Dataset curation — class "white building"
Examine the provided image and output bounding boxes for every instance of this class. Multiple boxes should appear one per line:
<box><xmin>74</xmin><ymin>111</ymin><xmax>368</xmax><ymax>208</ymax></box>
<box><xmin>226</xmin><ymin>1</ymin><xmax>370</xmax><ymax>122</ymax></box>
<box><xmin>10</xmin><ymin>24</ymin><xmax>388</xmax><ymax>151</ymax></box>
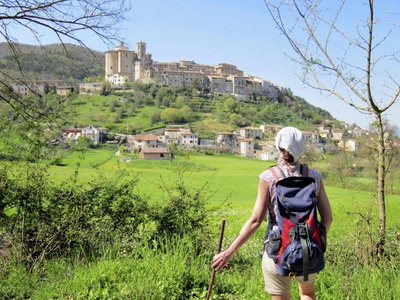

====

Your reply should restate the data above word for word and contain no pictures.

> Answer to this problem:
Dataset curation — class "white building"
Examine the provided image and output bounding boxes for every instance of this class. Multiple boxes should appear one per line:
<box><xmin>74</xmin><ymin>111</ymin><xmax>368</xmax><ymax>208</ymax></box>
<box><xmin>226</xmin><ymin>1</ymin><xmax>370</xmax><ymax>122</ymax></box>
<box><xmin>10</xmin><ymin>24</ymin><xmax>388</xmax><ymax>151</ymax></box>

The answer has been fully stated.